Tareas a realizar
- 1) Traduce al inglés esta oración del texto sobre la nada y el deber: «Sin embargo, la nada —la muerte— es lo que no puede ser.»
- 2) Reescribe como una lista breve el párrafo del texto sobre la nada y el deber que empieza por «Si de repente se hiciera el silencio». Conserva sus ideas principales.

Texto para leer
————————
Si de repente se hiciera el silencio y la oscuridad, no habría nada. Esto es, habría la nada. Sin embargo, la nada —la muerte— es lo que no puede ser. No cabe un puro haber, sino, como decíamos, el haber de lo concreto. Traducción: lo que debe ser —el Bien—es el haber de lo que hay. En este sentido, o estamos al servicio de la muerte, o de la vida. Basta con imaginar que nos hallásemos expuestos a la nada —o como decíamos, bajo la más impenetrable oscuridad y silencio— para comprender, cuando menos, que el hágase es el envés de la nada. Pues algo tiene que acontecer de la nada. Y este tiene que es, en definitiva, un debo. Al menos, porque el tiene que apunta a la aparición que tendrá lugar junto a ti. Ciertamente, podría no aparecer nada más. Pero en ese caso el cogito, ese testigo de la nada, estaría condenado a la búsqueda de la aparición. Sea como sea, el tener lugar de la aparición va con el deber de preservarla de la amenaza de la nada que, con todo, la hizo posible. Al fin y al cabo, en el principio está el fin. Pero probablemente el plato dialéctico sea demasiado indigesto para el estómago de Nietzsche.
————————
Información mostrada
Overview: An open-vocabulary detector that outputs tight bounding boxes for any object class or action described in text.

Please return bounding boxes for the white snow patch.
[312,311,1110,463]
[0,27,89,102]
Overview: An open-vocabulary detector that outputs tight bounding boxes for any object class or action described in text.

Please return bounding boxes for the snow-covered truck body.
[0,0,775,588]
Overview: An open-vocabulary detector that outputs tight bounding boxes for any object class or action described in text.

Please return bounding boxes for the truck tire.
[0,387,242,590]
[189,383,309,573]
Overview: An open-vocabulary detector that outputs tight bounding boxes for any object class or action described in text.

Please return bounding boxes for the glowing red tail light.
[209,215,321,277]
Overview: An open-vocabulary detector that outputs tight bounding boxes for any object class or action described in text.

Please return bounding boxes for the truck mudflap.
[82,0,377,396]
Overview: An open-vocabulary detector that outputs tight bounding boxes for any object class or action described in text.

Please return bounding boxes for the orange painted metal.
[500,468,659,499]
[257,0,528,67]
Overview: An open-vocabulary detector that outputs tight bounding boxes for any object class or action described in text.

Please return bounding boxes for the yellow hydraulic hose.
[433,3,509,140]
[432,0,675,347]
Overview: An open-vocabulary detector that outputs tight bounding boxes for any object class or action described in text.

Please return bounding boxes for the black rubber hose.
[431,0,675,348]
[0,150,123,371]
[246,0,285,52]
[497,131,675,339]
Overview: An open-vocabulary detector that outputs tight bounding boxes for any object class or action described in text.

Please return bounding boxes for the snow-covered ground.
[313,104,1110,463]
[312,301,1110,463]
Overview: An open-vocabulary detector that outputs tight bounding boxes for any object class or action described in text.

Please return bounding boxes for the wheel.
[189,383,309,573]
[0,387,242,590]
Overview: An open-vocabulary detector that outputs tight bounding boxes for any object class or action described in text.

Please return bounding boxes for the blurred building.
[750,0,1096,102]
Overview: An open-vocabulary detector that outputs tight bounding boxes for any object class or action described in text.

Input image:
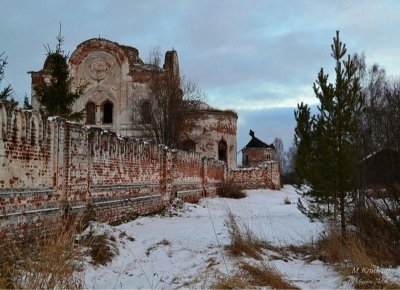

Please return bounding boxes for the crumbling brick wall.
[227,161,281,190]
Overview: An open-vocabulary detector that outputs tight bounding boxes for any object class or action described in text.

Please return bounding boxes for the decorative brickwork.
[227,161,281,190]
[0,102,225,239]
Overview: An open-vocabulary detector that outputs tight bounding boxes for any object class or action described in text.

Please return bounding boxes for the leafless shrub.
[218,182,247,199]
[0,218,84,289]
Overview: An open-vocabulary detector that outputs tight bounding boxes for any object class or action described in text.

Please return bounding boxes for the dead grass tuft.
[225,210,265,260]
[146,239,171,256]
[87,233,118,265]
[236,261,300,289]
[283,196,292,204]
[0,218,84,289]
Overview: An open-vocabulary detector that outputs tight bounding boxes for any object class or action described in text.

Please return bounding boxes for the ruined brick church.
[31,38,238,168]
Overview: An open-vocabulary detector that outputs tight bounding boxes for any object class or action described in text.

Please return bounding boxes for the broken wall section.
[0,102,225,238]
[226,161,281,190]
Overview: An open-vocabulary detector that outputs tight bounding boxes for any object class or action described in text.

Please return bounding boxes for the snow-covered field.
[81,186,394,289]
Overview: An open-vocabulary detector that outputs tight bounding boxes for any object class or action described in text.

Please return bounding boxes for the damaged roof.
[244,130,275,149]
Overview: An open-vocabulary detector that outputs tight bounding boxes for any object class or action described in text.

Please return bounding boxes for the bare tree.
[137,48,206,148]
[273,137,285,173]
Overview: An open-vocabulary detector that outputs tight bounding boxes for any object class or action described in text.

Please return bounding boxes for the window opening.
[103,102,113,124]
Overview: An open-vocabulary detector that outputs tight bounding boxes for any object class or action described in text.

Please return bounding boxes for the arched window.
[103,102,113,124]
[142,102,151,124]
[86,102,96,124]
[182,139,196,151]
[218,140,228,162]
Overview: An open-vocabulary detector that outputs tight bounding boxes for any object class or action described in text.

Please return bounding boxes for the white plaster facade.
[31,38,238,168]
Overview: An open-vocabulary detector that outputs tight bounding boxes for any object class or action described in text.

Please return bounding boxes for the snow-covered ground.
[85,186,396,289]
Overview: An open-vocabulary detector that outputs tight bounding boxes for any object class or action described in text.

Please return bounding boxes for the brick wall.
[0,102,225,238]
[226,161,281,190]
————————
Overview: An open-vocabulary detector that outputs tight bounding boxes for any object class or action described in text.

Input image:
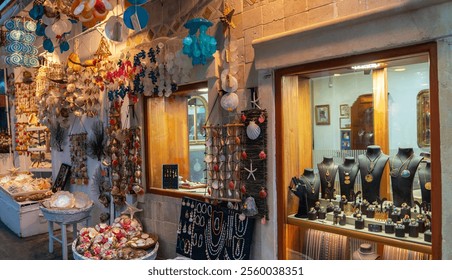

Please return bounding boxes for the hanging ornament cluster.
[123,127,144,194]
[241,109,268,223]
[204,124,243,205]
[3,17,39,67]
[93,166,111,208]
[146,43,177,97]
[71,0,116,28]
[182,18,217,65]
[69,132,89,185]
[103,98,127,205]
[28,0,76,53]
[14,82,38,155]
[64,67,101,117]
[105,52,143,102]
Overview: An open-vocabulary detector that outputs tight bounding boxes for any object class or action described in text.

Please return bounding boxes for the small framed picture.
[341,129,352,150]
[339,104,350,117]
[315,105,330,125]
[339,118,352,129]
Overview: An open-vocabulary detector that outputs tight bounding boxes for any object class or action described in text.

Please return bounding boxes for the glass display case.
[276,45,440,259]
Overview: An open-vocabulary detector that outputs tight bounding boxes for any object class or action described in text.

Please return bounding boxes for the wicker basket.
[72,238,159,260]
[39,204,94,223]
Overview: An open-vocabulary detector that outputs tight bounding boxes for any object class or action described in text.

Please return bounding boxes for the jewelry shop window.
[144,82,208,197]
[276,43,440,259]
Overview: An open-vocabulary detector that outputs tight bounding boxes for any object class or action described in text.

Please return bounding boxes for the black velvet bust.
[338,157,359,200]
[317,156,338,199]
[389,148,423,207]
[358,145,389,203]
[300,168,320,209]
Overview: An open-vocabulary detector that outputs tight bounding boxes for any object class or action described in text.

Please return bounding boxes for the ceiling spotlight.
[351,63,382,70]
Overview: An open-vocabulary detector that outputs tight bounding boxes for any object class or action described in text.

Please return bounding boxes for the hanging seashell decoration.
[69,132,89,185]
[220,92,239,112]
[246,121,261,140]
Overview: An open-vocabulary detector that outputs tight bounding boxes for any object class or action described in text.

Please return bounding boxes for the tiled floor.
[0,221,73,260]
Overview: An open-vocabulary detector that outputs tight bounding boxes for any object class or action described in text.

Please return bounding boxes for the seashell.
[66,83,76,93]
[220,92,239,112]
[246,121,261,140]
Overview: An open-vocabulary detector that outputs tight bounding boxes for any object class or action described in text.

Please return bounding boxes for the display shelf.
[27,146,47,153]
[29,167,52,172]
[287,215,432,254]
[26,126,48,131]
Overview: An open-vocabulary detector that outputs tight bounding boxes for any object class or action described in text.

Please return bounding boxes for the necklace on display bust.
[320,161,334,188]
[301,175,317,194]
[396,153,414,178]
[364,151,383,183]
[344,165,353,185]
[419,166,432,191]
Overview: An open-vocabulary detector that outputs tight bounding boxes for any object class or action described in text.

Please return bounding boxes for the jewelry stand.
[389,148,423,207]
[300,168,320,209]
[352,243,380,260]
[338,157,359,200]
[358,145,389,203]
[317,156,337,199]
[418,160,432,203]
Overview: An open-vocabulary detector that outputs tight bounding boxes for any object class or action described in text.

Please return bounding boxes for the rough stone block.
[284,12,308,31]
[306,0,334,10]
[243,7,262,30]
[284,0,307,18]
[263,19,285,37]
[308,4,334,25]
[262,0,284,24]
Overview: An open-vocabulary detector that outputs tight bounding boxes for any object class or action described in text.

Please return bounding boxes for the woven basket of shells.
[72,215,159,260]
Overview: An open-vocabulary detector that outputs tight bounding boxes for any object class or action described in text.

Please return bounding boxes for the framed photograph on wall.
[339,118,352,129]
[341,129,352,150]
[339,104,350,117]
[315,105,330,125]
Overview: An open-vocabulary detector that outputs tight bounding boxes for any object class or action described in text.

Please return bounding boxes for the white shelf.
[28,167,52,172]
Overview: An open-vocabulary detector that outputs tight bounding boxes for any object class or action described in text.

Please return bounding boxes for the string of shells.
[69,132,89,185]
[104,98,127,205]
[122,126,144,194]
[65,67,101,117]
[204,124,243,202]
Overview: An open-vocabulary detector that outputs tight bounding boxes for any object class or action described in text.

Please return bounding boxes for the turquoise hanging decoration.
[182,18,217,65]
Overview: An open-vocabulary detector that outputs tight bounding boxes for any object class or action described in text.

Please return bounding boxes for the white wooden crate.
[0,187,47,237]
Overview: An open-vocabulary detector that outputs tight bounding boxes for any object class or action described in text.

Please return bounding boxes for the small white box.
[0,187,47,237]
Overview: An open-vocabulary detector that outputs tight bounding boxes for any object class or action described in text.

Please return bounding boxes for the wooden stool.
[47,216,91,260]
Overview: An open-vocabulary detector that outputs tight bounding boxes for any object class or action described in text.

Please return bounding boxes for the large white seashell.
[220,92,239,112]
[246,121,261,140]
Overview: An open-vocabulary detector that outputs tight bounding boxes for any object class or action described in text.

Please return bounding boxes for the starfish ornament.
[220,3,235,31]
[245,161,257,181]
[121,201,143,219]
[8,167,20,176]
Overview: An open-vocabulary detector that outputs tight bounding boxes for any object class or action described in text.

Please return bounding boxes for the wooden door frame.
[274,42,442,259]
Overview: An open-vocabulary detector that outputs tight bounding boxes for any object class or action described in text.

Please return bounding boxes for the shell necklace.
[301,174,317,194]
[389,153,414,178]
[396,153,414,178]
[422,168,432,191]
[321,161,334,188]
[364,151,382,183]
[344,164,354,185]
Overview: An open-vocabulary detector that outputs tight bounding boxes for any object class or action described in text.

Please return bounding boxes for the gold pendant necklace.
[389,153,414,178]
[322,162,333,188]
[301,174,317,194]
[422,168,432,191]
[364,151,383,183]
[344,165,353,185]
————————
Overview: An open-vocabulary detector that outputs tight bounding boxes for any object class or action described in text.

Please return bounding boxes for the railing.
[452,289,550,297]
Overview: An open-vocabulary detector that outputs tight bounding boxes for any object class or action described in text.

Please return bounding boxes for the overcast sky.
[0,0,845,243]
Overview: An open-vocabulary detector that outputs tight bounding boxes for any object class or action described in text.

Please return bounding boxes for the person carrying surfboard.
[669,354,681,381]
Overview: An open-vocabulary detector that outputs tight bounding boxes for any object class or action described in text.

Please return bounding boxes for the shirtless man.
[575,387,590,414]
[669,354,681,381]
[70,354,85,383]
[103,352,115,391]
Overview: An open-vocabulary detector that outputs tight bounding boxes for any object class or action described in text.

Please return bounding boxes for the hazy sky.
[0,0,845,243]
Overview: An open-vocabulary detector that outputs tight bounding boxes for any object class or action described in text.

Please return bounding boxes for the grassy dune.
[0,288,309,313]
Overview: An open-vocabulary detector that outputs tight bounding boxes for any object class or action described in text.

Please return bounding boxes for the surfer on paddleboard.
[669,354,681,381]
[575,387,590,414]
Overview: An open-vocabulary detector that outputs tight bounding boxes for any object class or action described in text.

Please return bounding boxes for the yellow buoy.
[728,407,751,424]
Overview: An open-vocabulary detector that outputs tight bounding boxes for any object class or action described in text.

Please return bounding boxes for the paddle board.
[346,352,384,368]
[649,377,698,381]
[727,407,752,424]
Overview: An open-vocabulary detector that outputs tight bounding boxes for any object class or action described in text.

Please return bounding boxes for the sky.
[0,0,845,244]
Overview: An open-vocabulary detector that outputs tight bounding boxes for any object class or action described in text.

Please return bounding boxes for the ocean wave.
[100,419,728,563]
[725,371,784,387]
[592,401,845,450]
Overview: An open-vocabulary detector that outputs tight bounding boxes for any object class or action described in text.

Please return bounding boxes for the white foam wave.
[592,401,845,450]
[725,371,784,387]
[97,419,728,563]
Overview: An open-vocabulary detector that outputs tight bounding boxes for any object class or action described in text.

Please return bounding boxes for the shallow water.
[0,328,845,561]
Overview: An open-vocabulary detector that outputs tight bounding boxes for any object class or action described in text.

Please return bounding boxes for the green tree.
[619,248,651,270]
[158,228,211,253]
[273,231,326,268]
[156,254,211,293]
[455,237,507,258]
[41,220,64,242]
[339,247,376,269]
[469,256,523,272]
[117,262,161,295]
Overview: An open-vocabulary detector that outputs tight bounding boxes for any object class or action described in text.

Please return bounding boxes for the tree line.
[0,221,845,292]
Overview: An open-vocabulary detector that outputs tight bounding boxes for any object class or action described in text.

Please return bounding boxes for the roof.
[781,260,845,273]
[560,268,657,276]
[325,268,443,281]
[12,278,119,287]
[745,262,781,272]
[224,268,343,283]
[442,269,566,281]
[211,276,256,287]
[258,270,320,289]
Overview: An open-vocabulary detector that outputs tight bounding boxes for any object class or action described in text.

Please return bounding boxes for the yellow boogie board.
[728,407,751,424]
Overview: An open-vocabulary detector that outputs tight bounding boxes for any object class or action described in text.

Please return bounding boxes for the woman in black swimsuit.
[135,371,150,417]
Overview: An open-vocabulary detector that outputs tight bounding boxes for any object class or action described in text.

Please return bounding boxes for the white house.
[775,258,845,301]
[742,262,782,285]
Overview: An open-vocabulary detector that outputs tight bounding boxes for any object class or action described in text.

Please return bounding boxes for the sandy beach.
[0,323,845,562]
————————
Soluciones del ejercicio
- 1) However, nothingness—death—is what cannot be.

- 2)
- Si de repente hubiera silencio y oscuridad, habría la nada.
- La nada, que es la muerte, no puede ser. No cabe un puro haber, sino el haber de lo concreto.
- Lo que debe ser, el Bien, es el haber de lo que hay. Estamos al servicio de la muerte o de la vida.
- Imaginarse expuesto a la nada permite comprender que el hágase es el envés de la nada. Algo tiene que acontecer, y ese «tiene que» es un «debo».
- Si no apareciera nada más, el cogito, testigo de la nada, estaría condenado a buscar la aparición.
- La aparición va unida al deber de preservarla de la nada que la hizo posible. En el principio está el fin.
- Probablemente este plato dialéctico sea demasiado indigesto para el estómago de Nietzsche.